**TASK REQUIREMENTS**
Which lines of the records below contain the word "instance"? Report each of them in full.

===============

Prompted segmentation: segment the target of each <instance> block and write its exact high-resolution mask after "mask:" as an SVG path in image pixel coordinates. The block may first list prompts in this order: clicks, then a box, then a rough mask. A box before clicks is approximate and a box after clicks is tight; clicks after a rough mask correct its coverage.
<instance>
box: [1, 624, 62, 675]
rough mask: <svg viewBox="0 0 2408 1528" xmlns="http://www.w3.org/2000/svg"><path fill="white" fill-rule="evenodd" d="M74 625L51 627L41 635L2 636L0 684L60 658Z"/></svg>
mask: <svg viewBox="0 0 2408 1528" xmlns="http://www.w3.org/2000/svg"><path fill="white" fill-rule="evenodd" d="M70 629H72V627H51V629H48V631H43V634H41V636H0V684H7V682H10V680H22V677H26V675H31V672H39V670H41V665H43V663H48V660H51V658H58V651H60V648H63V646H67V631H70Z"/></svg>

===============

**YOUR RESPONSE**
Prompted segmentation: segment the target of each <instance> block and write its exact high-resolution mask after "mask:" as an SVG path in image pixel coordinates. The block may first list prompts in this order: clicks, then a box, then a rough mask. A box before clicks is approximate and a box after clicks is tight; clicks after a rough mask correct its coverage.
<instance>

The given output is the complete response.